> _WRITTEN TASK_
From the line containing "Return one point per instance of the passenger" through the last line of the entries below, repeat each line word for word and leave out the rest.

> _ENTRIES_
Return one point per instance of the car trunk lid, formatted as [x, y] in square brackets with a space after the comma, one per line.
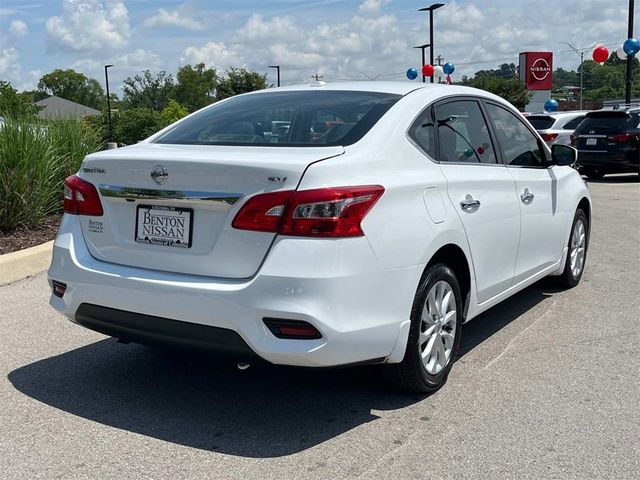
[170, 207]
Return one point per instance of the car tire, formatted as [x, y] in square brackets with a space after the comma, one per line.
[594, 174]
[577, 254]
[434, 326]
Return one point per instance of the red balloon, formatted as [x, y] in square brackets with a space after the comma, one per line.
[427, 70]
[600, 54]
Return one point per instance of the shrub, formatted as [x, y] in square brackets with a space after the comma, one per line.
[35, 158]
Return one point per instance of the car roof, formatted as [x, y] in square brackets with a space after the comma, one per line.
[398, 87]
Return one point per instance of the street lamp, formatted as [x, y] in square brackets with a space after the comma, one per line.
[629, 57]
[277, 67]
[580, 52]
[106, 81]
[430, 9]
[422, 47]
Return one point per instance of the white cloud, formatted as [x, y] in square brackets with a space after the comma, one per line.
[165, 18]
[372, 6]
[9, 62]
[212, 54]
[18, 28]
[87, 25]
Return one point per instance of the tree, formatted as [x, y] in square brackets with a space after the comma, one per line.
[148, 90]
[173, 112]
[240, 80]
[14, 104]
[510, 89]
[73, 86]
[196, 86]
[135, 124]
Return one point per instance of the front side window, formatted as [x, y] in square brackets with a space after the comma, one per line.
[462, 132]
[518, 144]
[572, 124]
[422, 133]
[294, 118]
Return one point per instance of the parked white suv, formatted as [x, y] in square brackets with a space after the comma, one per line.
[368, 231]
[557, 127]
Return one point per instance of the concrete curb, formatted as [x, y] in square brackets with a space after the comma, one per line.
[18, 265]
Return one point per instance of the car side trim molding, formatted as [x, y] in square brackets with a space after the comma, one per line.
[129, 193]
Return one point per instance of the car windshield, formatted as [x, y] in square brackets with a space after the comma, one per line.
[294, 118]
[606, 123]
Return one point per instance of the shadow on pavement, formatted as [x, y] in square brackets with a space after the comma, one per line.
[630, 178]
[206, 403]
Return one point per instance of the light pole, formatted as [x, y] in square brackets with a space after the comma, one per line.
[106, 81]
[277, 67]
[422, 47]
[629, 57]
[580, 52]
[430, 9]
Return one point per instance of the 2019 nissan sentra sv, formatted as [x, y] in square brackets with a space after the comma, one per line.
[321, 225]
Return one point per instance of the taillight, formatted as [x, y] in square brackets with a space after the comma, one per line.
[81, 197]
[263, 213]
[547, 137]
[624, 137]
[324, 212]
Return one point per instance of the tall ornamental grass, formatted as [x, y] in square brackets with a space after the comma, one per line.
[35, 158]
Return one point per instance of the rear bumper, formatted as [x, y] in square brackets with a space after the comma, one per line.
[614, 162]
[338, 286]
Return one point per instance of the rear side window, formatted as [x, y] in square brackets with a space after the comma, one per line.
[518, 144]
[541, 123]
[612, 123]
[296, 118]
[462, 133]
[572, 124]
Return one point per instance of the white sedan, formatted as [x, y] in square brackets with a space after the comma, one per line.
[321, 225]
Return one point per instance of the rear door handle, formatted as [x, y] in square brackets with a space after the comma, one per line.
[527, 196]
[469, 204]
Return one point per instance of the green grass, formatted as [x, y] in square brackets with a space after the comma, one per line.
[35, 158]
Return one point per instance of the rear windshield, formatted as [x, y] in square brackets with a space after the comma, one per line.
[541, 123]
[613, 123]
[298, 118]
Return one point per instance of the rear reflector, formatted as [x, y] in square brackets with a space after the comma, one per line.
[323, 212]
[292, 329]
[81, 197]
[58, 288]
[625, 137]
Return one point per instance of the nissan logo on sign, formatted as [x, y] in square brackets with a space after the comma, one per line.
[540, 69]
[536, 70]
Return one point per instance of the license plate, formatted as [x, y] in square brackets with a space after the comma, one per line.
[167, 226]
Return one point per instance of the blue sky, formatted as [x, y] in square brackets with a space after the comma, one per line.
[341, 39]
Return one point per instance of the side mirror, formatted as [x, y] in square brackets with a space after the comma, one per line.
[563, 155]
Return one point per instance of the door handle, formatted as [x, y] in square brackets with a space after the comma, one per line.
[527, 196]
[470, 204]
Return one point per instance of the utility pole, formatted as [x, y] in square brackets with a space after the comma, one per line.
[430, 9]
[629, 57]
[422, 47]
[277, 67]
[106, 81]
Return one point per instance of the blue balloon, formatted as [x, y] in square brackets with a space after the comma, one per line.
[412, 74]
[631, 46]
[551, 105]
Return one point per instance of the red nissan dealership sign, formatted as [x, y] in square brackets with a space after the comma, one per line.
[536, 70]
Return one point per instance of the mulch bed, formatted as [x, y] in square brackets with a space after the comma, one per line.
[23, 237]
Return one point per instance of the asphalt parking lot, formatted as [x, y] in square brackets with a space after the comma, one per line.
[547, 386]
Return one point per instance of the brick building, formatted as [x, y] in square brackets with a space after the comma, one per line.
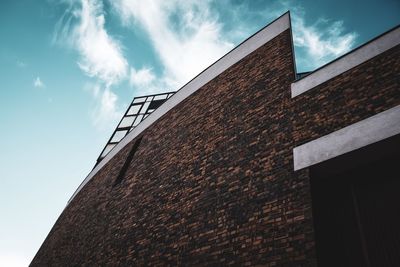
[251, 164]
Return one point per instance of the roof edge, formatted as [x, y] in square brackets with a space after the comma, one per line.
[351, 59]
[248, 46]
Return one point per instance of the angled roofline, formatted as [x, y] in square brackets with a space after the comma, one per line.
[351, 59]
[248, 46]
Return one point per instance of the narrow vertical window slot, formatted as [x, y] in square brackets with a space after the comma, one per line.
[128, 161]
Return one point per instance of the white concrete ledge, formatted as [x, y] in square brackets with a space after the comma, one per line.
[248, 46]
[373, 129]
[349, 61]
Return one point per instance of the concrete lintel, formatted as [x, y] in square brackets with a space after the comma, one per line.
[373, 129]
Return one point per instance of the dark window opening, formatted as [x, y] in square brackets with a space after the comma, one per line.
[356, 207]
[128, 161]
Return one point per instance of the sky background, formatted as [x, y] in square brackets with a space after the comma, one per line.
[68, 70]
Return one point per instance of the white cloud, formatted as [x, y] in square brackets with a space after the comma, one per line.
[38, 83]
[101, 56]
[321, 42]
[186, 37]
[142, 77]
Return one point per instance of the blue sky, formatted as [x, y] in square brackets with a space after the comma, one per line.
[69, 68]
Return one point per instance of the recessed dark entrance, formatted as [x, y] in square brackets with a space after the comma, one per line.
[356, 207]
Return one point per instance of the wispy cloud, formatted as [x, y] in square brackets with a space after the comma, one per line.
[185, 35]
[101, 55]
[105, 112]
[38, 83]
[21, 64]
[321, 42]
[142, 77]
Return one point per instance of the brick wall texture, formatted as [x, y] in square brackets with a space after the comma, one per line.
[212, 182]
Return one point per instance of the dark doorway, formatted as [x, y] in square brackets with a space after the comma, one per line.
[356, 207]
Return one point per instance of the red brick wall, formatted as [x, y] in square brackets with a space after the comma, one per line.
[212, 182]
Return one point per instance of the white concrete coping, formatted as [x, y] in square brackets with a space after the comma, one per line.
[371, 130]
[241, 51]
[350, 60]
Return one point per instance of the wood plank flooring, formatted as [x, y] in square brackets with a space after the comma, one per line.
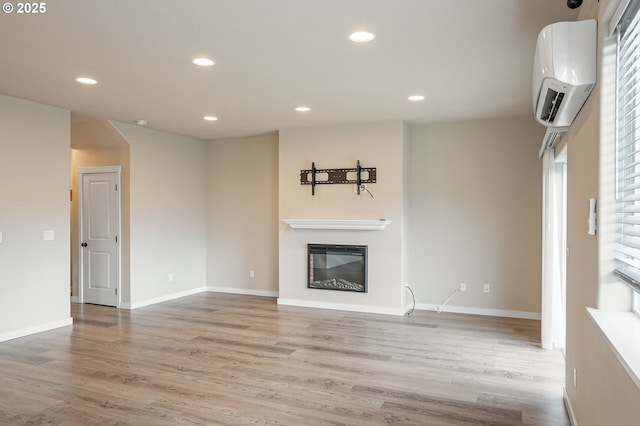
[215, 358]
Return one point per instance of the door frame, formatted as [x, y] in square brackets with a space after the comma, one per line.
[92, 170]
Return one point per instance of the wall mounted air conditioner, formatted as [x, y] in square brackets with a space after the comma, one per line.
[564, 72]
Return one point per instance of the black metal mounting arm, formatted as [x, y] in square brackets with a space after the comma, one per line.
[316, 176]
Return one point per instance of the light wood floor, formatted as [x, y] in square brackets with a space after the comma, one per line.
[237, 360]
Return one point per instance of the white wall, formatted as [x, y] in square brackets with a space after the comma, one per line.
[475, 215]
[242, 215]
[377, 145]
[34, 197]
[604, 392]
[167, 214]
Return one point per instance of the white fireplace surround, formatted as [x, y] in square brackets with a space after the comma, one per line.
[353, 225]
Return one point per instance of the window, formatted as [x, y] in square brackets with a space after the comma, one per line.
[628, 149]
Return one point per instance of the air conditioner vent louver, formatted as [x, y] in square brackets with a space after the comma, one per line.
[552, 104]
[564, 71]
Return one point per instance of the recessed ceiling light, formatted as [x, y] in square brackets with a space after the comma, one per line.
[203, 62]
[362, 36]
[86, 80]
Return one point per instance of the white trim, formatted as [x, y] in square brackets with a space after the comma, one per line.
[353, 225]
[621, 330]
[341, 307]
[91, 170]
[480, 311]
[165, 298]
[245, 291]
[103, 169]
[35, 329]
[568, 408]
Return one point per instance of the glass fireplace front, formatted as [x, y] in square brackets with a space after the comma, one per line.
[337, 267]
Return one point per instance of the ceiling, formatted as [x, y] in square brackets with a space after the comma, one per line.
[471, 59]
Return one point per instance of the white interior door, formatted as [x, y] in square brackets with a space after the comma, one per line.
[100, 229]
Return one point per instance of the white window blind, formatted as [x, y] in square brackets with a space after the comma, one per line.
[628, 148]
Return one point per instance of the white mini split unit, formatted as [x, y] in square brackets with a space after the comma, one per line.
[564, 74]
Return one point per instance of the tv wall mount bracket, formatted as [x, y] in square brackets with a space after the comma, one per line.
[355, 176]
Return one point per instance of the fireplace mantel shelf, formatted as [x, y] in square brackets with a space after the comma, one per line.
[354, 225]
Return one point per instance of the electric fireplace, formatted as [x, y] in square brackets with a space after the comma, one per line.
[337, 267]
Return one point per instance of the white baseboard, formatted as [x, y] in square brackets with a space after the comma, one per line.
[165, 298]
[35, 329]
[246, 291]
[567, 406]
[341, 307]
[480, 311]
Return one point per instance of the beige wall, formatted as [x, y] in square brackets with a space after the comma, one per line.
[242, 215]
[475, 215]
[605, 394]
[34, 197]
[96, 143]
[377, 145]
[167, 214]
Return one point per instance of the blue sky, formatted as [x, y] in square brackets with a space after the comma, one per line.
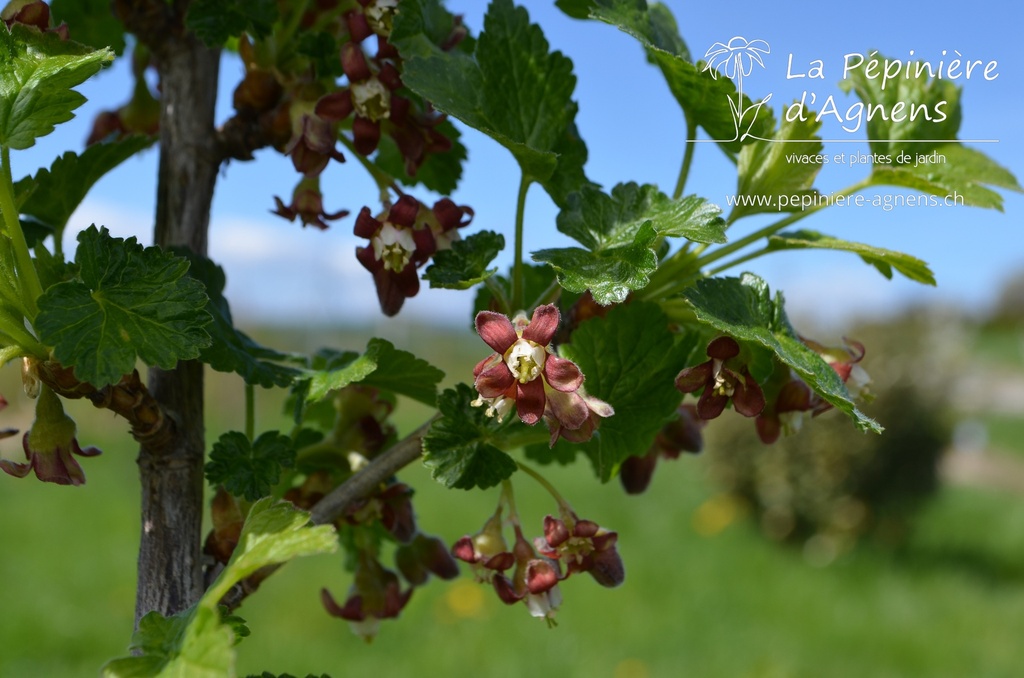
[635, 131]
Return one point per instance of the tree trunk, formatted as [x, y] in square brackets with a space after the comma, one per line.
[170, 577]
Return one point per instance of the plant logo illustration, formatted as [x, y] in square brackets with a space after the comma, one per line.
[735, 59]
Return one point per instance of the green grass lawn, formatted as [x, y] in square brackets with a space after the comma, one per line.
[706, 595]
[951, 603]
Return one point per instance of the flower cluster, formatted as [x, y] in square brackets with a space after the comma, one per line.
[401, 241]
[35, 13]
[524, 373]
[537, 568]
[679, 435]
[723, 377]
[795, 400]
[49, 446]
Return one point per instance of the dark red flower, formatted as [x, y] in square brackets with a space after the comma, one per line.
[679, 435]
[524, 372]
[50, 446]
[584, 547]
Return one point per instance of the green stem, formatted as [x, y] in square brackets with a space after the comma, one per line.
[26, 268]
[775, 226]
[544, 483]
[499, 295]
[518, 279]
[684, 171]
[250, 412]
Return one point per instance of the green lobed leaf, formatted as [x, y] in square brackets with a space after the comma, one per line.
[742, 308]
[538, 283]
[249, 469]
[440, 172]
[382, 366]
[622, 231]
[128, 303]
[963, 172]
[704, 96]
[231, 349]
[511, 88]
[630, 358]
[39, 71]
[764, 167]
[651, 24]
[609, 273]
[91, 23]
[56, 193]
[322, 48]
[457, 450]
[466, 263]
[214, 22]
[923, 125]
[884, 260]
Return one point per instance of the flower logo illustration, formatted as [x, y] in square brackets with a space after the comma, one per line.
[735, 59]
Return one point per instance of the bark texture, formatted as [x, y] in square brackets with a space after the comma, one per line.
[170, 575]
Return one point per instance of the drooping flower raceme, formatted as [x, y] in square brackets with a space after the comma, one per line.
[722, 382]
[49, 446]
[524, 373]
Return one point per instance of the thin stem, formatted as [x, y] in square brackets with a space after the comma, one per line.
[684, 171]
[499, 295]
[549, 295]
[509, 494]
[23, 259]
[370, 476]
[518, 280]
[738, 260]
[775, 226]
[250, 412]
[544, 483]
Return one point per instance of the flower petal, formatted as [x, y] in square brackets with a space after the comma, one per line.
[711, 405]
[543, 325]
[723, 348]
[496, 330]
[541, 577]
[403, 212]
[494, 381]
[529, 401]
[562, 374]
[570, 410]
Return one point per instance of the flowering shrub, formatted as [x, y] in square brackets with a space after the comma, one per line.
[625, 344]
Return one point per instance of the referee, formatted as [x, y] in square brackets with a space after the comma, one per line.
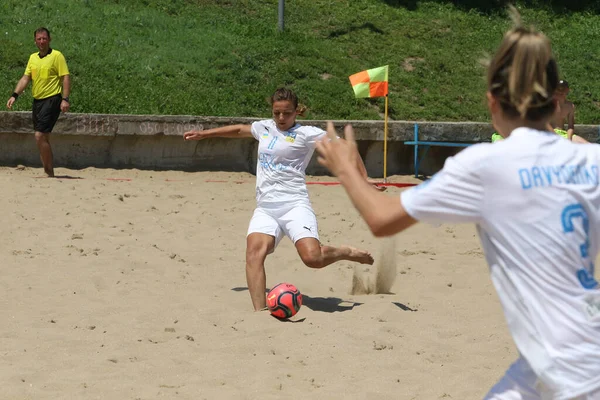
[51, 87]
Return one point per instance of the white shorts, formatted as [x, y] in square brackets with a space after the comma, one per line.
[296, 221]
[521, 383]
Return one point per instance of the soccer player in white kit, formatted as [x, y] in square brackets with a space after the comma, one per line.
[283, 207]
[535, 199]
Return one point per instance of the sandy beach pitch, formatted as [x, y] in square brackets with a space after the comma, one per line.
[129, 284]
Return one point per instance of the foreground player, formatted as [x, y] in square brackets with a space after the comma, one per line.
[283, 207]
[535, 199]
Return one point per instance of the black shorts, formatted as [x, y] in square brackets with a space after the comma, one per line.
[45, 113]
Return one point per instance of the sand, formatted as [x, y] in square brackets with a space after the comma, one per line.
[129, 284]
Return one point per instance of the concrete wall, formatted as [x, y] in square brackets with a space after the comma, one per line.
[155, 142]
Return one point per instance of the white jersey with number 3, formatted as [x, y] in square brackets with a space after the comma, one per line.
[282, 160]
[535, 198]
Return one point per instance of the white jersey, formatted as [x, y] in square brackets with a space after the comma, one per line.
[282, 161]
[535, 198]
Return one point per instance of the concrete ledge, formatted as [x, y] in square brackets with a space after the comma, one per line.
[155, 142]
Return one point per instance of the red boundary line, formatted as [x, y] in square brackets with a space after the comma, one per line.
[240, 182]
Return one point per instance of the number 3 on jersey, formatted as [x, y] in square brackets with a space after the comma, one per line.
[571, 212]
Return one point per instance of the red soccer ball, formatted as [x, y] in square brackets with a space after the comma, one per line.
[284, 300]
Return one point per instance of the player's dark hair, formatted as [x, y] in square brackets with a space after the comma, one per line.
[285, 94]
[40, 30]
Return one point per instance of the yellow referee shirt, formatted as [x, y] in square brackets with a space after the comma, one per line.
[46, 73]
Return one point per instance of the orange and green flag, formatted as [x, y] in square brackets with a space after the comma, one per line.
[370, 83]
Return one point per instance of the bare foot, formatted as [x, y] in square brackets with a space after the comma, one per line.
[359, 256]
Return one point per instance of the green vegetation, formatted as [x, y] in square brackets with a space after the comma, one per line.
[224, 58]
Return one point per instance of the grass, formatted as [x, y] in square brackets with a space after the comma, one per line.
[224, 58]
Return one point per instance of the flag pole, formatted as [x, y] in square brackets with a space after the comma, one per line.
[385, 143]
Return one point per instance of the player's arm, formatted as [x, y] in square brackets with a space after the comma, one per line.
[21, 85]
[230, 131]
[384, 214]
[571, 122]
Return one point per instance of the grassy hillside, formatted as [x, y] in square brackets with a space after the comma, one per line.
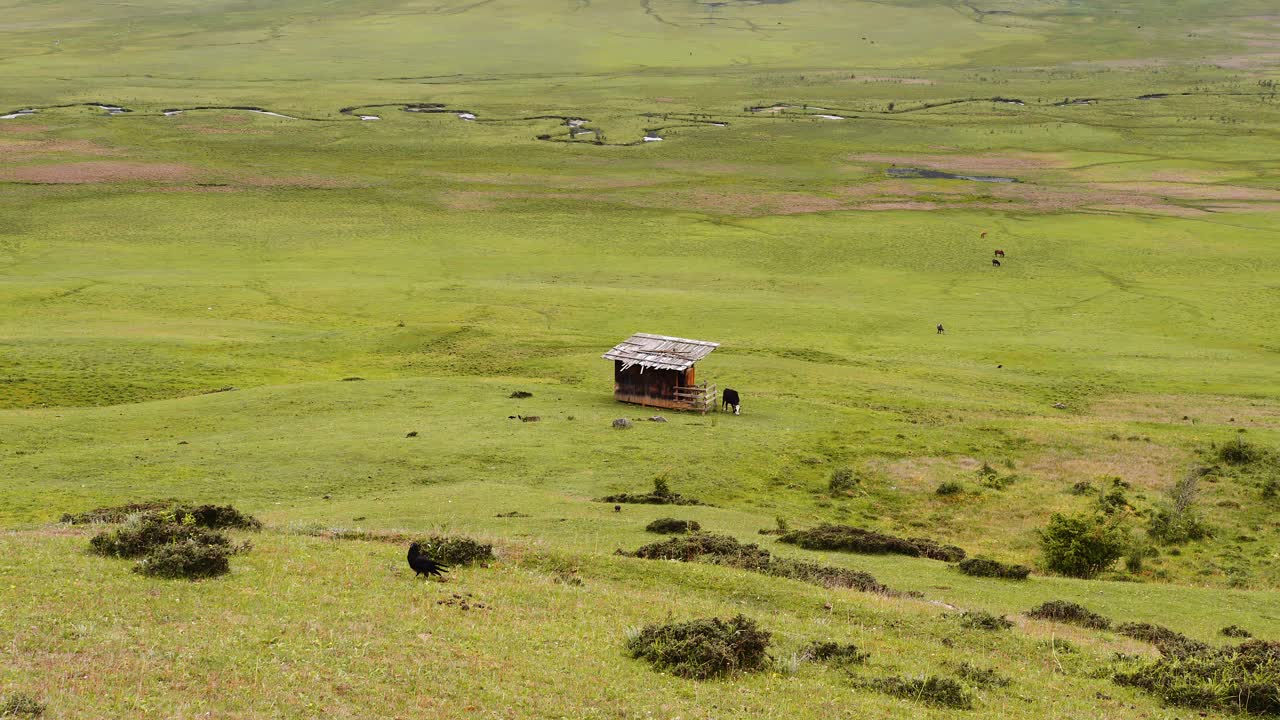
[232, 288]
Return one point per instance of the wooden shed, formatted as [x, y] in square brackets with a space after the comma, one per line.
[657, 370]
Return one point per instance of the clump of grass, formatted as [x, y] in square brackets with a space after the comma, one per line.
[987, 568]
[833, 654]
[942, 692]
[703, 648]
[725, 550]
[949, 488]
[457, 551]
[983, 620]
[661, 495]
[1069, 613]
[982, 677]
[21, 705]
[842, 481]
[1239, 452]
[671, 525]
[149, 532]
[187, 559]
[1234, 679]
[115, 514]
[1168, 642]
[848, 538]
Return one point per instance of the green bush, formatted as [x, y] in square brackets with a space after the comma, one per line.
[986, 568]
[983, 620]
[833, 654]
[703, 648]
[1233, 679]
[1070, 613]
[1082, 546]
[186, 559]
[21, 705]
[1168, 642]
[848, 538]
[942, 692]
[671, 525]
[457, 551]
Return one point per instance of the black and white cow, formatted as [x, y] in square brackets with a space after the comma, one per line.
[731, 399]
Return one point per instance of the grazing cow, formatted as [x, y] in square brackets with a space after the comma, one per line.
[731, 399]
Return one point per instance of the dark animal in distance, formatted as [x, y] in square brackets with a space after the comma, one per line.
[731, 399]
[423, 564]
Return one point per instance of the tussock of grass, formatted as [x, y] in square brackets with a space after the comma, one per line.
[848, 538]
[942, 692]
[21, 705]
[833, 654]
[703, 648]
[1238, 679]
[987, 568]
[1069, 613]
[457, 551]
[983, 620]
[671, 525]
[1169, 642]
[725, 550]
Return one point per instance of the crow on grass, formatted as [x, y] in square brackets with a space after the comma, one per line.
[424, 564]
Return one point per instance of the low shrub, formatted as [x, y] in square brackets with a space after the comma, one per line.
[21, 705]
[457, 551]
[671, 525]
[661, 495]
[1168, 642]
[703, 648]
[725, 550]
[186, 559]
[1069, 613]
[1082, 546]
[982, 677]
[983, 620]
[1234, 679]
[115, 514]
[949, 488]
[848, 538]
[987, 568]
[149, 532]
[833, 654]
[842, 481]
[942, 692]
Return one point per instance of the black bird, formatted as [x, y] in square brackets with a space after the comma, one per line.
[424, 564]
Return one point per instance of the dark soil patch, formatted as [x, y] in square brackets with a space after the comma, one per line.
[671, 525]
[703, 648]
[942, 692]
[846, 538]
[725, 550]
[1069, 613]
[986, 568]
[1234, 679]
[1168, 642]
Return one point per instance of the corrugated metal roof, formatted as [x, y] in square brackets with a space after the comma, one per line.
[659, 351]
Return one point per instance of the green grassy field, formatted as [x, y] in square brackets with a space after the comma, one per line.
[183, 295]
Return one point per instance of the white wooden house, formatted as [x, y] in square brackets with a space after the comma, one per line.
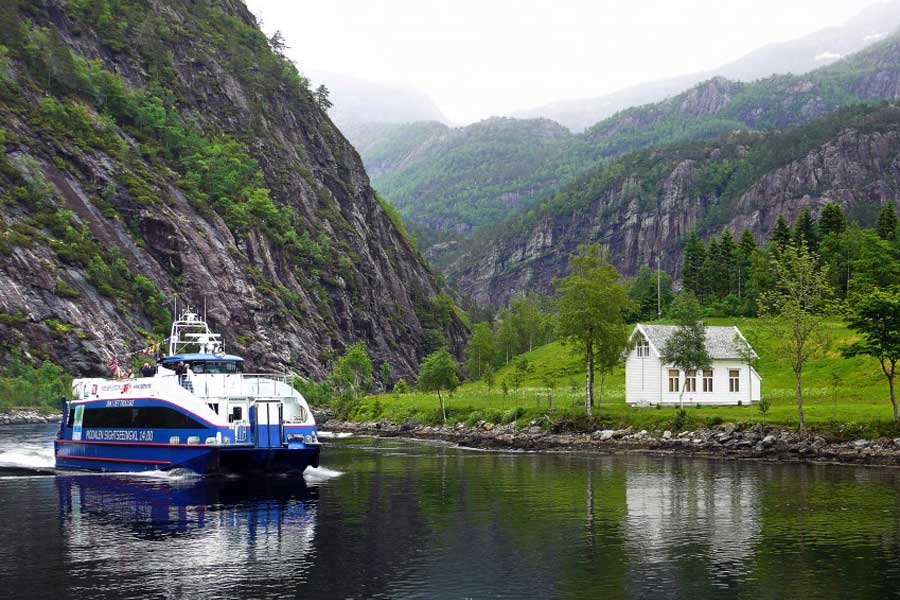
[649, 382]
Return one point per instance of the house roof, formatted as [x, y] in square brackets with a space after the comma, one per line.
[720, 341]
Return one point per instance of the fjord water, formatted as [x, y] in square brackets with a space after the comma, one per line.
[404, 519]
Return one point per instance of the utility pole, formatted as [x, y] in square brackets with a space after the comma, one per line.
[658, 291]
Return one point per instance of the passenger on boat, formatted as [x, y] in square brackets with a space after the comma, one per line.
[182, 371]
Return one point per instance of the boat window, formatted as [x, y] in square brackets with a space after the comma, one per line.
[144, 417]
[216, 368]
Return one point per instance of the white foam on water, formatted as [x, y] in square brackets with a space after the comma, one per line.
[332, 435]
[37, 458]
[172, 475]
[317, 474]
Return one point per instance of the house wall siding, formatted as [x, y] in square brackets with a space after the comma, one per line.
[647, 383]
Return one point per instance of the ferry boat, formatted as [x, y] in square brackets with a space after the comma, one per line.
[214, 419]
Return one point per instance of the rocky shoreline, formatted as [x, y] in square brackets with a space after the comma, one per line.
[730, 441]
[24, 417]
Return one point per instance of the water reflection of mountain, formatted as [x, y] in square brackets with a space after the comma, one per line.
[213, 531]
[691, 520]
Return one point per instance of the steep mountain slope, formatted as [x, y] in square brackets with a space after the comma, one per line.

> _RESULT BELOW_
Return one point per instance of the passenger on boat, formatted as [x, y] in square brackets with a space after the comma, one per line.
[182, 371]
Return one point per instance of the boat window, formatted as [x, y] in square brackets with a space after the comma, one per line.
[144, 417]
[216, 368]
Return one point per instance of the white foam on water, formatted as [x, y] in square brackets with a space after the comma, one per line.
[332, 435]
[37, 458]
[172, 475]
[317, 474]
Return one point per instance of the house wall siding, formatted as [x, y] in square brackets with a space after the comma, one per line.
[647, 383]
Return one point per instance of the ferry boat, formatted as [x, y] in square brackets with a space after the comma, one per line.
[214, 419]
Return one point per instance of the rocky shoreline, formatted as [x, y] in square brackets with a space after the comma, one per line.
[730, 441]
[24, 417]
Return one point per instance of the water reflection of mountain, formatted as [x, y] in square brackets with a space after the comma, one per line.
[213, 531]
[691, 520]
Return one point per instance of the steep mountain slope, formatted as [x, y] in square brackets with a space after the comma, one per line.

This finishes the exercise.